My schedule of course is completely erratic, I don’t go to sleep or get up at the same time two days in a row, I may sleep 1 hour I may sleep 8 or 9, I never know. When I get out of bed in the morning I just don’t know. Years ago I heard that from a woman, “When you get out of bed in the morning I have know idea where you are going to be or what to expect from you.” I was amazed, someone else that understand, “Hell I don’t know either honey, that’s part of the fun.
Whey you are crazy you can get away with all kinds of fun things, indulge in all sorts of deviousness that inevitably are attributed to your mental illness. If you want to believe my kitchen table is really a large clump of industrial grade sulphur then go ahead. I am not going to try and talk you out of it or convince you that you are wrong.

» **Directions**:
1. In the passage about an erratic schedule, how long does the writer say a night's sleep may last?
2. Please extract, word for word, the part of the passage about an erratic schedule that opens with the words containing "My schedule of" and closes with "you are wrong.".
The lines have nothing to do with what comes next.

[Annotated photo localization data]
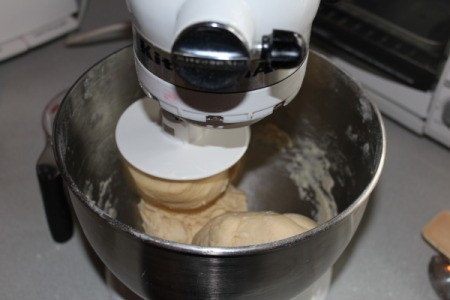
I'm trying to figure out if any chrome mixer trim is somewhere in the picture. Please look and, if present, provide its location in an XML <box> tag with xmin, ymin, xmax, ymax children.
<box><xmin>133</xmin><ymin>28</ymin><xmax>307</xmax><ymax>93</ymax></box>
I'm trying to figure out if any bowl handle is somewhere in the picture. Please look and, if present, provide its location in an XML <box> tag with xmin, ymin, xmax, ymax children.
<box><xmin>36</xmin><ymin>141</ymin><xmax>73</xmax><ymax>243</ymax></box>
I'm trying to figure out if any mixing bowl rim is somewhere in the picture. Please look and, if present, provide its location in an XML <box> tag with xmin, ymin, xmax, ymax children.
<box><xmin>53</xmin><ymin>46</ymin><xmax>386</xmax><ymax>256</ymax></box>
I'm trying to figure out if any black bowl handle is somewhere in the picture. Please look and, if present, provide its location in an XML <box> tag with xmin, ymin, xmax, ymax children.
<box><xmin>36</xmin><ymin>142</ymin><xmax>73</xmax><ymax>243</ymax></box>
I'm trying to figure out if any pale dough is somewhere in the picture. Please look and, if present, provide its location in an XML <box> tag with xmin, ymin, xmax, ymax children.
<box><xmin>138</xmin><ymin>185</ymin><xmax>247</xmax><ymax>244</ymax></box>
<box><xmin>127</xmin><ymin>164</ymin><xmax>234</xmax><ymax>209</ymax></box>
<box><xmin>192</xmin><ymin>211</ymin><xmax>317</xmax><ymax>247</ymax></box>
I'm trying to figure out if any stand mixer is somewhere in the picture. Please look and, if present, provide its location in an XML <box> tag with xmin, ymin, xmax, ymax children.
<box><xmin>116</xmin><ymin>0</ymin><xmax>320</xmax><ymax>180</ymax></box>
<box><xmin>39</xmin><ymin>0</ymin><xmax>385</xmax><ymax>300</ymax></box>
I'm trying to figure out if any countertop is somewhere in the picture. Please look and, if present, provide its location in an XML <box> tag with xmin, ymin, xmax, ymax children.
<box><xmin>0</xmin><ymin>0</ymin><xmax>450</xmax><ymax>300</ymax></box>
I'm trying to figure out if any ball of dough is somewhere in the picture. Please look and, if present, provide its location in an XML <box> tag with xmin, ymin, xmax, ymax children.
<box><xmin>138</xmin><ymin>185</ymin><xmax>247</xmax><ymax>244</ymax></box>
<box><xmin>127</xmin><ymin>164</ymin><xmax>231</xmax><ymax>209</ymax></box>
<box><xmin>192</xmin><ymin>211</ymin><xmax>317</xmax><ymax>247</ymax></box>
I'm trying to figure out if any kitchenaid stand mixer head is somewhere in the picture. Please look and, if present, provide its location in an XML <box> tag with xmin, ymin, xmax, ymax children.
<box><xmin>116</xmin><ymin>0</ymin><xmax>320</xmax><ymax>180</ymax></box>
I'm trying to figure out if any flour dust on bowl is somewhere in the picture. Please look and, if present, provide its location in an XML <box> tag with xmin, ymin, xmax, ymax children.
<box><xmin>54</xmin><ymin>48</ymin><xmax>385</xmax><ymax>299</ymax></box>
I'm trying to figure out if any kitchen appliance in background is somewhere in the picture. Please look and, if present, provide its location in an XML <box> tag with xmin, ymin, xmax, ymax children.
<box><xmin>0</xmin><ymin>0</ymin><xmax>80</xmax><ymax>61</ymax></box>
<box><xmin>312</xmin><ymin>0</ymin><xmax>450</xmax><ymax>147</ymax></box>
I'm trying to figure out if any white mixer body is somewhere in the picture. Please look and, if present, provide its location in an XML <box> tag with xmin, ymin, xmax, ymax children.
<box><xmin>127</xmin><ymin>0</ymin><xmax>320</xmax><ymax>127</ymax></box>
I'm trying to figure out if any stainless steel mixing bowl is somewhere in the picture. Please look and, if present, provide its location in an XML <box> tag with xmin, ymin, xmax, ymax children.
<box><xmin>53</xmin><ymin>48</ymin><xmax>385</xmax><ymax>299</ymax></box>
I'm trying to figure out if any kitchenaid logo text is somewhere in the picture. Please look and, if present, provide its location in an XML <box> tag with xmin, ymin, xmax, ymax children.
<box><xmin>135</xmin><ymin>36</ymin><xmax>275</xmax><ymax>79</ymax></box>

» **Responses to the tasks**:
1. One hour, or eight or nine.

2.
My schedule of course is completely erratic, I don’t go to sleep or get up at the same time two days in a row, I may sleep 1 hour I may sleep 8 or 9, I never know. When I get out of bed in the morning I just don’t know. Years ago I heard that from a woman, “When you get out of bed in the morning I have know idea where you are going to be or what to expect from you.” I was amazed, someone else that understand, “Hell I don’t know either honey, that’s part of the fun.
Whey you are crazy you can get away with all kinds of fun things, indulge in all sorts of deviousness that inevitably are attributed to your mental illness. If you want to believe my kitchen table is really a large clump of industrial grade sulphur then go ahead. I am not going to try and talk you out of it or convince you that you are wrong.